PROBLEM » Nothing in the records should be changed in the copy, though the pictures must be left out.

--- DATA RECORDS Enclosed Below ---

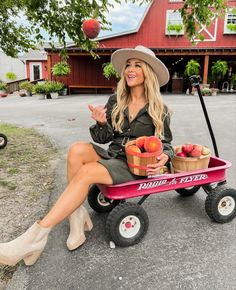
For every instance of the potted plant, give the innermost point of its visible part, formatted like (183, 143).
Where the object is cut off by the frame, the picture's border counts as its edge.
(54, 88)
(61, 69)
(232, 82)
(40, 89)
(10, 76)
(231, 26)
(219, 70)
(109, 72)
(3, 89)
(192, 68)
(26, 88)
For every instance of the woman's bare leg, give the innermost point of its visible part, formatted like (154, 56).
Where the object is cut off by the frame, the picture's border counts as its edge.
(76, 192)
(79, 154)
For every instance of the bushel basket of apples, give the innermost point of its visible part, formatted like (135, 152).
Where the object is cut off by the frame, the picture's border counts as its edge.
(190, 157)
(141, 152)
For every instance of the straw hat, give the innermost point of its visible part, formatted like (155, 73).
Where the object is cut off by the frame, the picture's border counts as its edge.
(120, 56)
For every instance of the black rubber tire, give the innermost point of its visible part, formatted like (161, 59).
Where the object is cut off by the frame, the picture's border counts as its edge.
(3, 141)
(188, 191)
(98, 202)
(135, 214)
(218, 200)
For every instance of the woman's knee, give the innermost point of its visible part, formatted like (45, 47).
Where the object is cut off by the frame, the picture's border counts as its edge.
(78, 150)
(93, 173)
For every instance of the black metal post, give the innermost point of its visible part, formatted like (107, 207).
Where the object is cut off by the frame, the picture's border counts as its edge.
(195, 82)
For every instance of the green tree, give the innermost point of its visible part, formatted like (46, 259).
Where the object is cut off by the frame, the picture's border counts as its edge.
(63, 19)
(219, 69)
(192, 68)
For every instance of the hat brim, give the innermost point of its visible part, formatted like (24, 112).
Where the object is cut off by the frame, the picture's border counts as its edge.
(119, 58)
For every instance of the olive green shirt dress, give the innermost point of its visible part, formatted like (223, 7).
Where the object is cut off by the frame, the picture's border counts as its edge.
(114, 158)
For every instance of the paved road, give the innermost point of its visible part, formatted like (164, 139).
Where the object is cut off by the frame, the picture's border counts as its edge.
(183, 248)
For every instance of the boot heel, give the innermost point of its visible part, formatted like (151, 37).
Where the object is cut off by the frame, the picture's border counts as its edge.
(88, 225)
(31, 259)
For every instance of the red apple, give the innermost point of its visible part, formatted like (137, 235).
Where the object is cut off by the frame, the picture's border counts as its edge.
(197, 151)
(134, 148)
(187, 148)
(181, 154)
(152, 144)
(91, 28)
(140, 142)
(205, 150)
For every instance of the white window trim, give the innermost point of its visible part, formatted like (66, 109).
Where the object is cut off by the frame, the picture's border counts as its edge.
(173, 32)
(32, 71)
(226, 30)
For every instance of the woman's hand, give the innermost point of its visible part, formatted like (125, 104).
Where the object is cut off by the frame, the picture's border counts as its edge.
(98, 114)
(155, 168)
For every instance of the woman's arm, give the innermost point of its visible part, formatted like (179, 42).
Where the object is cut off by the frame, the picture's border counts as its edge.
(102, 131)
(167, 147)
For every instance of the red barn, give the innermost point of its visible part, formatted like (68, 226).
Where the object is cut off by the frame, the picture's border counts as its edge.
(160, 29)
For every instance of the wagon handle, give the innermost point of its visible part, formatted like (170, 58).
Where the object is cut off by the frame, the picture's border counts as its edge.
(194, 80)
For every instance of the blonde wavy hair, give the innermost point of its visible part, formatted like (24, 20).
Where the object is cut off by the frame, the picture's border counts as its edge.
(156, 107)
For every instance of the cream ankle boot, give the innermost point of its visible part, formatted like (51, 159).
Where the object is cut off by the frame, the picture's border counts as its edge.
(28, 246)
(79, 222)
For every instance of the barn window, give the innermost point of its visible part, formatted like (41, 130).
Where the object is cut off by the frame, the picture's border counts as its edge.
(230, 21)
(174, 23)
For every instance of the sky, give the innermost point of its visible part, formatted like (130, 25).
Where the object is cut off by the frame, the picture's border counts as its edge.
(124, 16)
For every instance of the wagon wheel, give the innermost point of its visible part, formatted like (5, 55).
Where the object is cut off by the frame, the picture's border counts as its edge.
(188, 191)
(3, 141)
(127, 224)
(99, 202)
(220, 204)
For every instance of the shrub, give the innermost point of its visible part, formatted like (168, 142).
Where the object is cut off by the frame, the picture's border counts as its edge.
(54, 86)
(192, 68)
(26, 85)
(10, 76)
(109, 71)
(219, 69)
(40, 88)
(61, 69)
(3, 86)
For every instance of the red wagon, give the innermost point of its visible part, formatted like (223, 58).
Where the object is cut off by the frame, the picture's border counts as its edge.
(127, 222)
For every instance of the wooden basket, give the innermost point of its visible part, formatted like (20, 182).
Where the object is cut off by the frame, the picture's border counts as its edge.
(138, 162)
(186, 164)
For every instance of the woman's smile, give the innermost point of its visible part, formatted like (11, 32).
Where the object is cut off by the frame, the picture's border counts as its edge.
(134, 73)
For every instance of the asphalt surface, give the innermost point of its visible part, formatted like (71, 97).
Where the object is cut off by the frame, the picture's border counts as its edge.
(183, 248)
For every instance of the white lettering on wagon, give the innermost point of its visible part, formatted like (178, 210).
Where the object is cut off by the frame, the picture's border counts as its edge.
(173, 181)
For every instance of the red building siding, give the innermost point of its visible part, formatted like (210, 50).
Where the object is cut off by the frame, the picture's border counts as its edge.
(174, 51)
(152, 31)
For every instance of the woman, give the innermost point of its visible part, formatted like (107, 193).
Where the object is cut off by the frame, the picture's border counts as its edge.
(136, 110)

--- End of Enclosed DATA RECORDS ---

EXERCISE RESULT »
For every instance of the potted plant, give the innermost point of its visible part, formatted like (183, 143).
Where the object is cut off by the frame, the picture's border counts as its edge.
(54, 88)
(61, 69)
(232, 82)
(40, 89)
(10, 76)
(231, 26)
(219, 70)
(109, 72)
(3, 89)
(192, 68)
(26, 88)
For every instance of the woman's bare leg, give the innermost point of its visible part, formatted like (154, 56).
Where the object is cut off by the frame, the picture's border counts as its edge.
(76, 192)
(79, 154)
For every instance of the bushel basket of apples, give the innermost point of its visible part, formatted like (135, 152).
Where the object is cut off by the frame, the picture's border counts as its edge.
(190, 157)
(141, 152)
For every instance of the straw hat, give the innermost point of its visible part, formatted like (155, 73).
Where the object is cut off by the frame, the picture's border counts as its edge.
(120, 56)
For every instance of the black rubber tire, give the innermost point of its visible part, formatted like (161, 59).
Where the object is cut off by the frame, the picture's border counts as its edge.
(3, 141)
(188, 191)
(98, 202)
(135, 214)
(218, 200)
For every instance of the woman's knee, give the innermost point of its visible part, formatted like (45, 47).
Where the object is cut off by the frame, the picture's border counts as its edge.
(78, 150)
(93, 173)
For every instance of the black metal post, give the innermost point of its visible part, formatted like (107, 207).
Where the object is cut off by the frame, the picture's border counts as its edge.
(195, 82)
For every instance of the green tree, give the innermost point of its visible part, formatted like (46, 259).
Where the object is cut off by the frame, the picture's border counts as its edge.
(63, 19)
(219, 69)
(192, 68)
For every instance of the hat brim, give the innermost point of its visible part, formatted like (24, 112).
Where the object is cut off by the frame, the picture's border counts as its edge.
(119, 58)
For every instance of the olive green shirt dress, give the innermost point of its visible part, formatted like (223, 7).
Where the object is cut off by the frame, the picture's border counts as its edge.
(114, 158)
For every instance of the paved road, give the innermost point of its visible part, formatted like (164, 139).
Where the object is cut off by the frame, the picture's border counts as its edge.
(183, 248)
For every instance of the boot heel, give the innermost point of its visible part, formatted like (151, 37).
Where the object is cut off by the frame, the picture's border counts as its edge.
(88, 225)
(31, 259)
For every instance of the red apple, give the innermost point of its visible part, formatted like (137, 235).
Where the object is cut off by the frame, the picture's border counts as its edge.
(197, 151)
(134, 148)
(187, 148)
(181, 154)
(152, 144)
(91, 28)
(140, 142)
(205, 150)
For every instance of the white window trim, give the innermost point of its visible part, formatted like (66, 109).
Where the object is cut off by the frame, the picture's border counts as its edge.
(173, 32)
(32, 71)
(226, 30)
For every instance of the woman's hand, give the innermost point of its visible part, formatted like (125, 104).
Where the object is cut off by the frame, the picture's border counts as its edge.
(98, 114)
(155, 168)
For every instance of the woman's arm, give the innermost point of its visible part, formatted like (179, 42).
Where the object is cut off by the frame, the picture's border counts as its edge.
(102, 131)
(167, 147)
For every instance of the red barn, give the innermost point of its visible part, formatted like (68, 226).
Where the object is cut off by the frame, the picture's border counts as its edge.
(160, 29)
For every instance of the wagon handle, give the innermost point of its visible part, formatted like (170, 58).
Where the object is cut off by the frame, the picture's border counts as its edge.
(194, 80)
For every instance of the blonde wavy hair, give the innermost point of its visible part, formatted like (24, 20).
Where the object is cut off by the frame, the picture's border counts as its edge.
(156, 107)
For every instance of the cream ankle boot, give the innermost point of its visible part, formatted like (51, 159).
Where the object is cut off by the frame, the picture's border counts as its edge.
(28, 246)
(79, 222)
For every instance of the barn window, give the innermost point of its visible part, formatted like (41, 130).
Where the object is cut off by the frame, the picture's border counts as its edge.
(230, 21)
(174, 23)
For every instance of the sky, give the innermost point of its visible part, formatted like (130, 25).
Where the object is cut off by the frame, the picture's border counts as its edge.
(124, 16)
For every instance of the wagon wheel, give the innermost point of its visible part, formatted like (5, 55).
Where the object is cut off by the frame, the picture's border counts as its edge.
(188, 191)
(3, 141)
(127, 224)
(99, 202)
(220, 204)
For every instance of the shrub, give the innermost point of its visible part, formatted like (168, 142).
Where the object is cut off by the frame, the picture's border counts as its edge.
(54, 86)
(192, 68)
(26, 85)
(10, 76)
(109, 71)
(219, 69)
(40, 88)
(61, 69)
(3, 86)
For every instance of the red wagon, give the innermost point of its visible part, formatted like (223, 58).
Where the object is cut off by the frame, the picture's border counts as its edge.
(127, 222)
For every instance of the wooden basket, give the innermost point of its visible part, formatted like (20, 182).
Where the object is cut off by the frame, the picture's border counts as its edge.
(138, 162)
(186, 164)
For every instance of the woman's smile, give the innermost point of its visible part, formatted like (11, 32).
Where the object is cut off by the frame, the picture's border counts as its edge.
(134, 73)
For every instance of the asphalt surface, give the innermost point of its visible part, formatted like (71, 97).
Where the object is cut off by the frame, the picture's border counts as its edge.
(183, 248)
For every instance of the white lettering on wagon, give the innermost point of its visible part, formatted like (178, 210).
Where the object is cut off by the frame, the picture's border counts as its edge.
(173, 181)
For every instance of the red building siding, give the innermost point of its visible part, formatted like (210, 50).
Where the object is cut off by the frame, the picture's border counts as its edge.
(174, 51)
(152, 31)
For every instance of the woman, give the innermost point of its visible part, formatted like (107, 193).
Where the object is cut off by the frame, the picture's border counts as its edge.
(136, 110)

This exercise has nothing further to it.